**Texto de leitura**

####################

Outras mesas, outros Natais

São alguns dos mais reputados chefs estrangeiros a cozinhar em Portugal. Pedimos-lhe os pratos de Natal dos seus países de origem, acabámos a levar as memórias ao extremo. Nestes pratos há histórias de alegria e tristeza, neve e praia, picante e gulodice, guerra e paz.

Vincent Farges
O triunfo do chocolate
Para Vincent Farges, o chef francês que lidera a cozinha da Fortaleza do Guincho, Natal é chocolate. E é das crianças. Mesmo que as crianças já sejam adultas.

Da última vez que Vincent Farges, 41 anos, conseguiu passar o Natal com a família, caiu um nevão épico na noite de 24 de dezembro. Foi há meia dúzia de anos. Os Farges são naturais de Lyon, em França, mas nesse ano a festa tinha-se transferido para Hamburgo, na Alemanha, onde vive o irmão do cozinheiro francês. Na manhã de dia 25, as crianças acordaram cedo, toda a excitação transformada em corrida até aos presentes. Vincent e o seu irmão olharam pela janela e não precisaram de dizer nada um ao outro. Vestiram-se e correram para a rua. E então começaram a fazer uma batalha de bolas de neve que os deixou encharcados, e à qual acabariam por se juntar os miúdos. Dois trintões, a brincar como na infância. E isso, para ele, é que é Natal.

####################

**Dados do exercício**
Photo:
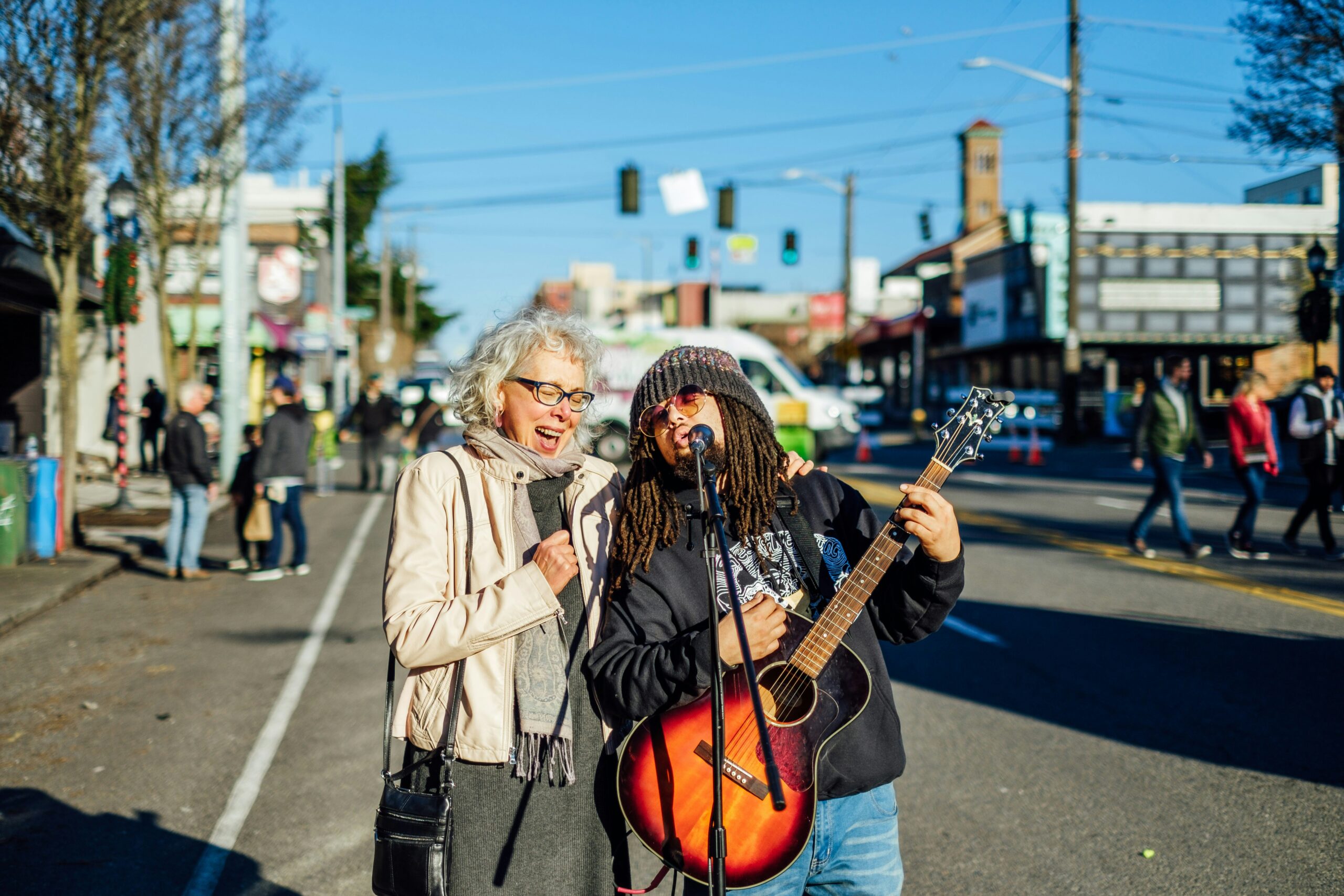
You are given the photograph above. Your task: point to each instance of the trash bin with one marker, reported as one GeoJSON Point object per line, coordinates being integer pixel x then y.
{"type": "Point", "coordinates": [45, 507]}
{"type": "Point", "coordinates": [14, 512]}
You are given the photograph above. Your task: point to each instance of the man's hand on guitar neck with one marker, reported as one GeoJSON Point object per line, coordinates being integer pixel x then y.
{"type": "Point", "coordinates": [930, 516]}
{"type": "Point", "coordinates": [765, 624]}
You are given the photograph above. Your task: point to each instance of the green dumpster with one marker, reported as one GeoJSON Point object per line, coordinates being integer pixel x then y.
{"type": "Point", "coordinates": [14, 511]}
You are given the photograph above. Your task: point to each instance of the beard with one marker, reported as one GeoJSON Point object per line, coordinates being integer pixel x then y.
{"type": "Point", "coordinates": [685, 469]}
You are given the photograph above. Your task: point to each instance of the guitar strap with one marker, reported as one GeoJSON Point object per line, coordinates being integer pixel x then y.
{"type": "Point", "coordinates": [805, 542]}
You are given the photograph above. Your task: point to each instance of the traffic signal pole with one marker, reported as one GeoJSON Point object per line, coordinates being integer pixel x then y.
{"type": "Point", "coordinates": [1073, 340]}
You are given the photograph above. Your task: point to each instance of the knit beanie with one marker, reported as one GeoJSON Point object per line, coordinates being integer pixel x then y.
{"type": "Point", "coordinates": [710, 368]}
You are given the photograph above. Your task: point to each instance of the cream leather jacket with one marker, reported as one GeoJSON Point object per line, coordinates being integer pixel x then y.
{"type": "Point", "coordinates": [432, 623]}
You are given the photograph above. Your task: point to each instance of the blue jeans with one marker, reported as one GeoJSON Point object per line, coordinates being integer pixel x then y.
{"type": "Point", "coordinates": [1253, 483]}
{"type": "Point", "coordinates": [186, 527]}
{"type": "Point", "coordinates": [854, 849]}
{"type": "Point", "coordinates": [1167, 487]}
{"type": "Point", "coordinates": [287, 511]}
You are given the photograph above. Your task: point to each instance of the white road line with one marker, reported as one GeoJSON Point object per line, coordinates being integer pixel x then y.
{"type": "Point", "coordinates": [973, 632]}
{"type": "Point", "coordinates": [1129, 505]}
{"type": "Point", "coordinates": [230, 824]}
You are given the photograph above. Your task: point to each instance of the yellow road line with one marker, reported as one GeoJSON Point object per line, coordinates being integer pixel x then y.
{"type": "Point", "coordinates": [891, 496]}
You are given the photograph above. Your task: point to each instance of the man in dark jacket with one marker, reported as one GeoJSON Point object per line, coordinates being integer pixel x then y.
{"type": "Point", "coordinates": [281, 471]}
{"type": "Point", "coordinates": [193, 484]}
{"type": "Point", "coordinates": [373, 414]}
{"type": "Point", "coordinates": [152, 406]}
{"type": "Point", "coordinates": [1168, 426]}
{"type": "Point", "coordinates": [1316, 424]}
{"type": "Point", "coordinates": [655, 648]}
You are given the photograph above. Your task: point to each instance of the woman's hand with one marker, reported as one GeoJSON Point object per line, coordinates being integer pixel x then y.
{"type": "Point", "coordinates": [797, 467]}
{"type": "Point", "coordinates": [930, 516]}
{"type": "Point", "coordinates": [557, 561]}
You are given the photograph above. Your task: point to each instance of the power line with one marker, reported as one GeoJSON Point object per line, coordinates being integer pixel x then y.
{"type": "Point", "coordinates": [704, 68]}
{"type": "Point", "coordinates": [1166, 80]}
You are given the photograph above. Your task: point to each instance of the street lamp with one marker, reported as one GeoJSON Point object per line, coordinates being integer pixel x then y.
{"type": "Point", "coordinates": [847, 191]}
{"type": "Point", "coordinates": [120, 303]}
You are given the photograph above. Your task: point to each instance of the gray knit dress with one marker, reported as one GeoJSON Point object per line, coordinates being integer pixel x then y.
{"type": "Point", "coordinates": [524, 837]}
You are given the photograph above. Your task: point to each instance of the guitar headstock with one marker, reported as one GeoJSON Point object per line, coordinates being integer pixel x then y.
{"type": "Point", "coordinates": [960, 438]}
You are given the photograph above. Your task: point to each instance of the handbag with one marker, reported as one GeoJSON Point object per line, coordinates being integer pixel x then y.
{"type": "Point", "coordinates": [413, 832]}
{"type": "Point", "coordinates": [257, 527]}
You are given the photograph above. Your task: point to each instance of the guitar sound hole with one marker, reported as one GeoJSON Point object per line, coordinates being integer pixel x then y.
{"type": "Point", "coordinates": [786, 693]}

####################

**Tarefas propostas**
[1] Com base no texto sobre os Natais dos chefs estrangeiros, indique se cada afirmação concorda com ele, respondendo sim ou não e citando as palavras decisivas: (a) Vincent Farges tem 41 anos. (b) O último Natal que passou com a família decorreu em Lyon. (c) As crianças acabaram por participar na batalha de bolas de neve.
[2] Mostre todas as linhas das entradas em que figura a palavra "road".

**Respostas do exercício**
[1]
(a) Sim: "Vincent Farges, 41 anos"
(b) Não: "nesse ano a festa tinha-se transferido para Hamburgo, na Alemanha"
(c) Sim: "à qual acabariam por se juntar os miúdos"

[2]
You are given the photograph above. Your task: point to each instance of the white road line with one marker, reported as one GeoJSON Point object per line, coordinates being integer pixel x then y.
You are given the photograph above. Your task: point to each instance of the yellow road line with one marker, reported as one GeoJSON Point object per line, coordinates being integer pixel x then y.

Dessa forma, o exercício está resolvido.